WHAT IS REQUIRED
Please show every line in the material below that contains the string "ground", matching case exactly.
━━━ INFORMATION SUPPLIED
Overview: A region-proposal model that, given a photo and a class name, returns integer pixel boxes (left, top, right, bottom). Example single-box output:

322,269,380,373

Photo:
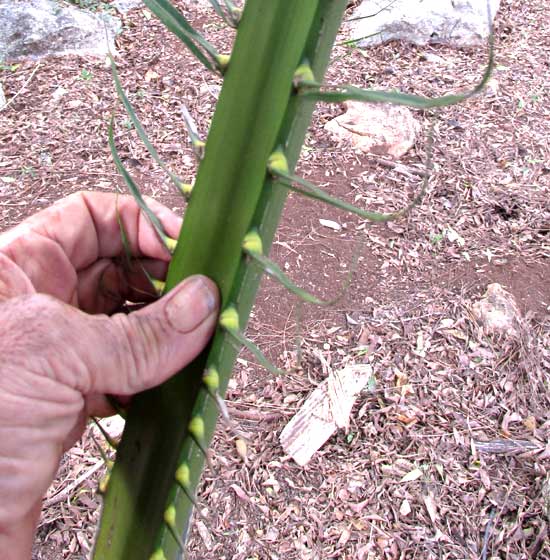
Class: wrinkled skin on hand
0,193,219,560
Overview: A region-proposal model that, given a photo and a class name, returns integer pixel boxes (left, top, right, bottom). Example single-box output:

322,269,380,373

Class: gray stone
111,0,144,14
325,101,420,159
350,0,500,47
0,0,121,61
0,82,8,111
472,283,522,338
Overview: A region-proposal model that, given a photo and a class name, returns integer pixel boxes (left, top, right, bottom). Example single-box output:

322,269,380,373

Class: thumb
86,276,219,395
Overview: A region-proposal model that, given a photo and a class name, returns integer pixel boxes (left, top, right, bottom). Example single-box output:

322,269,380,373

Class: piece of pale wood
279,364,372,466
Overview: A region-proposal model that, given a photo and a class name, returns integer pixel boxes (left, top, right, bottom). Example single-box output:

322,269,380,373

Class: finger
78,259,168,314
0,252,34,303
0,192,181,276
86,276,219,395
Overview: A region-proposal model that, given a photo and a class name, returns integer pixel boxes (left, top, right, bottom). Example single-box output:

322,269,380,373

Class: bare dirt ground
0,0,550,560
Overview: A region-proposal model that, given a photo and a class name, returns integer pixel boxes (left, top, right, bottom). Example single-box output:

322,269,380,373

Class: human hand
0,193,219,560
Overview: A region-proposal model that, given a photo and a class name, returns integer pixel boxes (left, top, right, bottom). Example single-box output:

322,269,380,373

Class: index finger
5,192,181,272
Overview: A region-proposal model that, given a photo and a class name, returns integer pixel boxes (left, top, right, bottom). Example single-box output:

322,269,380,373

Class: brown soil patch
0,0,550,560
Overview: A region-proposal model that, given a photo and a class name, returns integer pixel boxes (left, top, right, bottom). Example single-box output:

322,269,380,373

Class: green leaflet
94,0,492,560
109,117,176,252
271,159,429,222
208,0,241,28
299,33,495,109
144,0,225,71
181,105,205,159
109,55,182,192
94,0,346,560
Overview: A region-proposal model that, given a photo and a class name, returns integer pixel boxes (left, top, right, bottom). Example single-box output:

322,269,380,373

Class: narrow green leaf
273,167,429,222
225,329,287,375
208,0,237,27
109,54,182,193
299,34,495,109
144,0,218,71
180,105,205,159
109,117,174,251
92,416,117,449
247,251,333,306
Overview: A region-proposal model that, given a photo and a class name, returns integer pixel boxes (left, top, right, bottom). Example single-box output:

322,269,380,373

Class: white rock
350,0,500,47
0,83,8,111
325,101,420,159
0,0,120,61
472,283,522,337
111,0,144,14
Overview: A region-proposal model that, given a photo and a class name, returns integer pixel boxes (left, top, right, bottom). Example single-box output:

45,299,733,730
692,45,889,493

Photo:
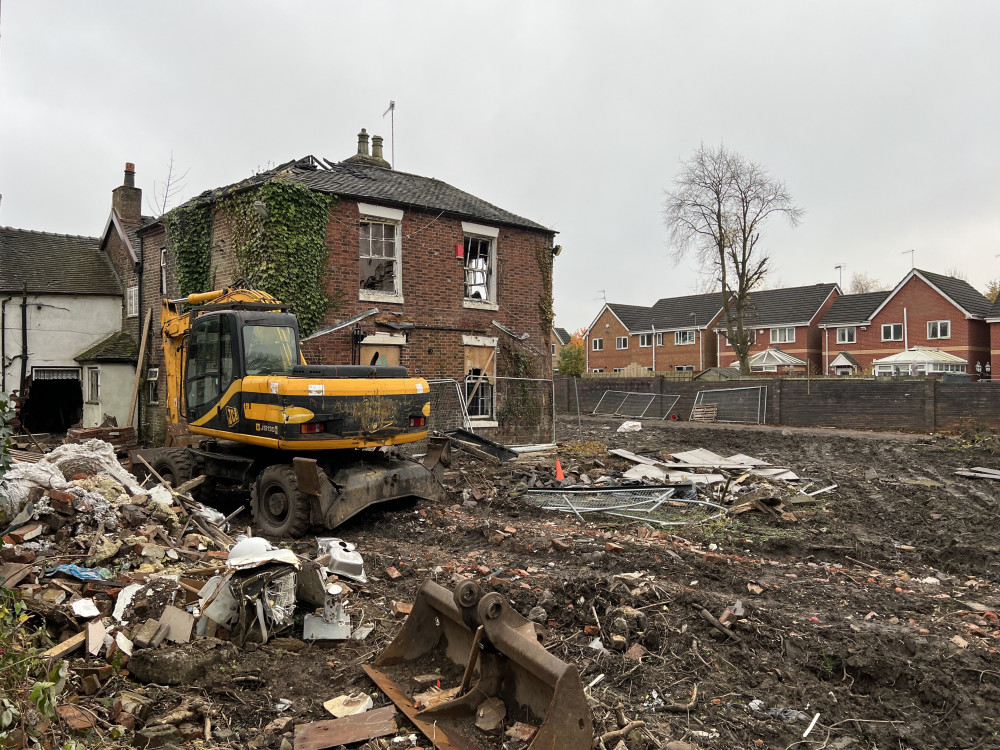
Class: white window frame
358,203,403,304
462,221,500,310
160,247,167,294
765,326,795,344
927,320,951,339
125,285,139,318
837,326,858,344
87,367,101,404
882,323,903,341
146,367,160,406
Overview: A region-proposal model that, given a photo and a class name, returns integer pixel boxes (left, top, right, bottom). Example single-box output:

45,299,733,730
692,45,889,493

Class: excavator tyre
364,579,593,750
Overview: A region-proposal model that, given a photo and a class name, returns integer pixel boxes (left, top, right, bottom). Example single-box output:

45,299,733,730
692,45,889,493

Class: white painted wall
3,294,122,390
82,362,138,427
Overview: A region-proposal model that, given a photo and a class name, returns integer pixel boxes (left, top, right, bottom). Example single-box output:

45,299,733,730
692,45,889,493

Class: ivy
164,206,212,297
219,178,342,335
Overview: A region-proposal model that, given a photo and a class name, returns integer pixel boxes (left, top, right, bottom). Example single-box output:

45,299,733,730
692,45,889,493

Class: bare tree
663,144,802,375
146,149,191,216
847,271,887,294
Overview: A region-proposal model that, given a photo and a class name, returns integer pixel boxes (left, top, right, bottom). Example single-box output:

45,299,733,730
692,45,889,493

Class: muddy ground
143,418,1000,750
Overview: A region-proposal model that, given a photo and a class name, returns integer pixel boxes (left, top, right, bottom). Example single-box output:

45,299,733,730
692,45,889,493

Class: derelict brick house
0,227,136,432
585,293,722,372
138,130,555,442
820,269,992,375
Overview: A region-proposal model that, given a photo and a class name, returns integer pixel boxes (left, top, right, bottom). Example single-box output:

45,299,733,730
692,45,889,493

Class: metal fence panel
691,385,767,424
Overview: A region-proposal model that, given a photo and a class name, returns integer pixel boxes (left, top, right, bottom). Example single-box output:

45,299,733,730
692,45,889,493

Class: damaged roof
0,227,122,297
170,156,555,234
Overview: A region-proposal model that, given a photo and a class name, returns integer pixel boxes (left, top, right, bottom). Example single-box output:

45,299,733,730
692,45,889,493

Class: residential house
129,130,556,441
820,269,992,375
0,227,136,432
552,326,572,372
586,293,722,372
714,284,840,375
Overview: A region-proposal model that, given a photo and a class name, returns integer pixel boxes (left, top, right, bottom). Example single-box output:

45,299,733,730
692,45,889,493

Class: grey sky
0,0,1000,329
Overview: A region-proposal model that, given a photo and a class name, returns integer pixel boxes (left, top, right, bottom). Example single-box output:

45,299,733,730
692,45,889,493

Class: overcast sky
0,0,1000,329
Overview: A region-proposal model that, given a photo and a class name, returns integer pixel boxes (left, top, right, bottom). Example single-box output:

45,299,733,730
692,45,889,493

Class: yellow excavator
133,285,442,537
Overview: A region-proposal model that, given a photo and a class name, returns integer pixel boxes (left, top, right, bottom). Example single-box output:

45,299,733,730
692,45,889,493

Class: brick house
127,130,556,442
820,269,992,375
585,293,722,372
714,284,840,374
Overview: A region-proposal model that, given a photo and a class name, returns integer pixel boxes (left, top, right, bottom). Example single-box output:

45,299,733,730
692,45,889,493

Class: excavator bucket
364,580,593,750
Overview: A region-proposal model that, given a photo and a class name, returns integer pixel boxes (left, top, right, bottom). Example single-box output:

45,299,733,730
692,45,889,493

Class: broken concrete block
160,604,194,643
128,638,236,685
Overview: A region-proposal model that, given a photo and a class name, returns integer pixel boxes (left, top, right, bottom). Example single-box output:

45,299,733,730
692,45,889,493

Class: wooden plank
125,307,153,427
42,630,87,660
295,706,396,750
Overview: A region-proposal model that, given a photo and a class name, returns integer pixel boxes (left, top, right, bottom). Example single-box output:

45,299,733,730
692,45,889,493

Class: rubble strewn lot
0,418,1000,750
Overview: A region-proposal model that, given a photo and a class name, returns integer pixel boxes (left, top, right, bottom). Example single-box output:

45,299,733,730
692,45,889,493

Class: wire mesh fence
591,391,681,419
691,385,767,424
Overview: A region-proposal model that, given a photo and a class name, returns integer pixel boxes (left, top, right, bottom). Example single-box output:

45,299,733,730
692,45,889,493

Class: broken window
465,237,496,302
360,219,402,297
837,326,858,344
927,320,951,339
882,323,903,341
125,286,139,318
765,326,795,344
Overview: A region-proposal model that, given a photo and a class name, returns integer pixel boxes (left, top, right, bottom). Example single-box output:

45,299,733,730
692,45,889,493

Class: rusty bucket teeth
365,580,593,750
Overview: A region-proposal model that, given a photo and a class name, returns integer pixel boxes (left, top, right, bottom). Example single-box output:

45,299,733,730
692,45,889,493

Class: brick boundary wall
556,376,1000,432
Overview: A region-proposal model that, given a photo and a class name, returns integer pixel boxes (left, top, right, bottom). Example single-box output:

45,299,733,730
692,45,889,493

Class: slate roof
0,227,122,297
74,331,139,362
608,302,653,333
819,292,891,328
715,284,837,331
653,292,722,331
175,156,555,234
916,268,993,318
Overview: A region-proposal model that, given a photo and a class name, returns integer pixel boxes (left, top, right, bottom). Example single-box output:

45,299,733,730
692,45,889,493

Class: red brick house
820,269,991,375
714,284,841,375
585,293,722,372
123,130,556,442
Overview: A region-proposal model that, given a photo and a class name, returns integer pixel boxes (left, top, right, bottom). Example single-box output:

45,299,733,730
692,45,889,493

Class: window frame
462,221,500,310
357,203,404,304
927,320,951,340
125,284,139,318
881,323,903,341
771,326,795,344
837,326,858,344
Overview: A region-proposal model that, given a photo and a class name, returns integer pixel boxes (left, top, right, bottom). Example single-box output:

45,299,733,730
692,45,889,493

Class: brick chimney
344,128,392,167
111,162,142,224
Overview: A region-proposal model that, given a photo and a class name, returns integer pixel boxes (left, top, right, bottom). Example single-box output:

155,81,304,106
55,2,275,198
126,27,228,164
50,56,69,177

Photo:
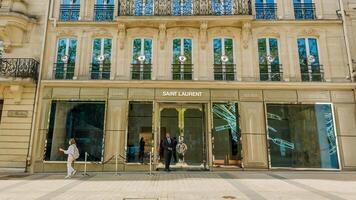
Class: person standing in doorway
59,138,79,178
138,137,145,163
163,133,173,172
172,137,178,163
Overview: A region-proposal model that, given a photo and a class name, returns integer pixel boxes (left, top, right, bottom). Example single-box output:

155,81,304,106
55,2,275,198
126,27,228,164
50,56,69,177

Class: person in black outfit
163,133,173,171
172,137,178,163
138,137,145,163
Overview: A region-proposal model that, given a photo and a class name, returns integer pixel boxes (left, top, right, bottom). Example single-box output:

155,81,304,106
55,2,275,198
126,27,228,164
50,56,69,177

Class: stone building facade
3,0,356,172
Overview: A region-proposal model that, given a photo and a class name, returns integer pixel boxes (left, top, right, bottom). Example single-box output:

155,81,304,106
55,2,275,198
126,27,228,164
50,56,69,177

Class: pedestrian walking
59,138,79,178
163,133,173,172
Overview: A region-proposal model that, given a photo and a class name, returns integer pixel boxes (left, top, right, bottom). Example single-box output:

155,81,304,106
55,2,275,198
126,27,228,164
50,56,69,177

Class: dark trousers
164,150,172,170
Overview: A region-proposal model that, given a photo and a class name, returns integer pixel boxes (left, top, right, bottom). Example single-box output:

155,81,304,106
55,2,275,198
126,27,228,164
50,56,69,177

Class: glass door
159,104,206,167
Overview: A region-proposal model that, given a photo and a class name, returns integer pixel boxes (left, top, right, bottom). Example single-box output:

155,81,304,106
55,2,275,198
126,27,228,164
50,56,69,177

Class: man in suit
162,133,174,172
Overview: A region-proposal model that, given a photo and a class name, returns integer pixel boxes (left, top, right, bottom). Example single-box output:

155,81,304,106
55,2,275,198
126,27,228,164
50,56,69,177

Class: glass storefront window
213,103,242,165
45,101,105,161
267,104,339,169
126,102,153,162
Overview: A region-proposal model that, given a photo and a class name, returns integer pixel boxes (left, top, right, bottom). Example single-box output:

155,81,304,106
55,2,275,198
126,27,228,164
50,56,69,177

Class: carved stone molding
159,24,167,50
118,23,126,50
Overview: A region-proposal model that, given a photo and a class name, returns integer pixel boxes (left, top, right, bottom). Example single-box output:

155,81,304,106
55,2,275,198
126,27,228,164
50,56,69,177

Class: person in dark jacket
162,133,174,172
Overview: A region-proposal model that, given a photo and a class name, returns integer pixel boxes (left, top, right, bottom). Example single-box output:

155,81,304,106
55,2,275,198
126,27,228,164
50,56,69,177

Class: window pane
132,39,141,64
104,39,112,63
224,38,234,64
173,39,181,64
45,101,105,161
57,38,67,63
213,38,222,64
184,39,193,64
92,39,101,64
267,104,339,169
144,39,152,64
213,103,242,165
127,102,153,162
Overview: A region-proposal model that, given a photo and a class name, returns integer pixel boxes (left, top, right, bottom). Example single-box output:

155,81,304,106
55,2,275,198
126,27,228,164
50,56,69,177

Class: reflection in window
172,0,193,16
126,102,153,162
172,38,193,80
213,103,242,165
211,0,233,15
0,100,4,123
54,38,77,79
134,0,153,16
267,104,339,169
90,38,112,79
258,38,282,81
45,101,105,161
213,38,235,81
297,38,324,81
131,38,152,80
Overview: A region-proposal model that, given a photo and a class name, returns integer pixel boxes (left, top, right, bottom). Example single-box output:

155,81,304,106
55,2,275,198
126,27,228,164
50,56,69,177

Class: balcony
294,3,316,20
94,4,114,21
119,0,252,16
131,64,152,80
89,63,111,80
172,64,193,80
260,64,283,81
0,58,39,81
59,4,80,21
300,64,325,82
53,63,75,80
255,3,277,20
214,64,236,81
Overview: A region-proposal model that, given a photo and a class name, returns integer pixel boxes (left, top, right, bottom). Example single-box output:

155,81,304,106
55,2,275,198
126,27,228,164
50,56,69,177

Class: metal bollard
83,152,89,176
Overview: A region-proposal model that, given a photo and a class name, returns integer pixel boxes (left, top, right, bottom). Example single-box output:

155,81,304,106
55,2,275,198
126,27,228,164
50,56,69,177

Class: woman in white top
59,138,77,178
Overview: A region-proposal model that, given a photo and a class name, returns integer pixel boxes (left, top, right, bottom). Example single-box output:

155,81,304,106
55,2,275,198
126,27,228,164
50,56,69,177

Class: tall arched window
172,0,193,16
134,0,154,16
172,38,193,80
258,38,283,81
213,38,235,81
59,0,80,21
131,38,152,80
297,38,324,81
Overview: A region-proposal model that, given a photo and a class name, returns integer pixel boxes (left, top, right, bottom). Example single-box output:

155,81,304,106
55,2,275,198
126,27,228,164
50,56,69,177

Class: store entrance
159,103,207,169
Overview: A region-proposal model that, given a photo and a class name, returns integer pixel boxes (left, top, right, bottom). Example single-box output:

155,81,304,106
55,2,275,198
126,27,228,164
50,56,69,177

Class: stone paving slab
0,171,356,200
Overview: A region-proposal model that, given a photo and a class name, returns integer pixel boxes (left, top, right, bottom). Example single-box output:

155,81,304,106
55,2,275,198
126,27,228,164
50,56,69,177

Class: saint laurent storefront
29,84,353,172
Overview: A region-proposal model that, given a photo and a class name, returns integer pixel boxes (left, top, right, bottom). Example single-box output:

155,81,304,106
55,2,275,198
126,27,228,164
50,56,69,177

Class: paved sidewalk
0,171,356,200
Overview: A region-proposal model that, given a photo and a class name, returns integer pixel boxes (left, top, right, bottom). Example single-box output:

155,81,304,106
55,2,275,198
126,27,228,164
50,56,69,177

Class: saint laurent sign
7,110,28,118
162,91,203,97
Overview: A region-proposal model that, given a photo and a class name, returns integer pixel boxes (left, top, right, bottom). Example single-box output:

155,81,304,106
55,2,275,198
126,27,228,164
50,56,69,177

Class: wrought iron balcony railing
255,3,277,20
89,63,111,80
131,64,152,80
172,64,193,80
260,64,283,81
300,64,325,82
0,58,39,80
214,64,236,81
59,4,80,21
294,3,316,20
119,0,252,16
53,63,75,80
94,5,114,21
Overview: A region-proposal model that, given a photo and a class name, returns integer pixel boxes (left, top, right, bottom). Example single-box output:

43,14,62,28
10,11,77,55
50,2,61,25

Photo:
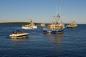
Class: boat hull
9,33,29,38
22,26,37,29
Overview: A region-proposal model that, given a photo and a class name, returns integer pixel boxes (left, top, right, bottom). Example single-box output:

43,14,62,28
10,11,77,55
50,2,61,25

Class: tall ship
43,14,65,34
66,21,78,28
22,20,37,29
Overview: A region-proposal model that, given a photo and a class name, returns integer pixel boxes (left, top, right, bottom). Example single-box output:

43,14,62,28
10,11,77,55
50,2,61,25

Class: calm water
0,24,86,57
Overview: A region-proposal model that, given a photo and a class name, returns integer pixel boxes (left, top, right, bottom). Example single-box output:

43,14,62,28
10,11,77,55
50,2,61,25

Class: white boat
66,21,78,28
22,21,37,29
43,15,65,33
9,32,29,38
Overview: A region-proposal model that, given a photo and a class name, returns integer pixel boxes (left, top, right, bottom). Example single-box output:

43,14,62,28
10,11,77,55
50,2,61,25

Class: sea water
━━━━━━
TASK RESULT
Class: bare dirt ground
Class: muddy ground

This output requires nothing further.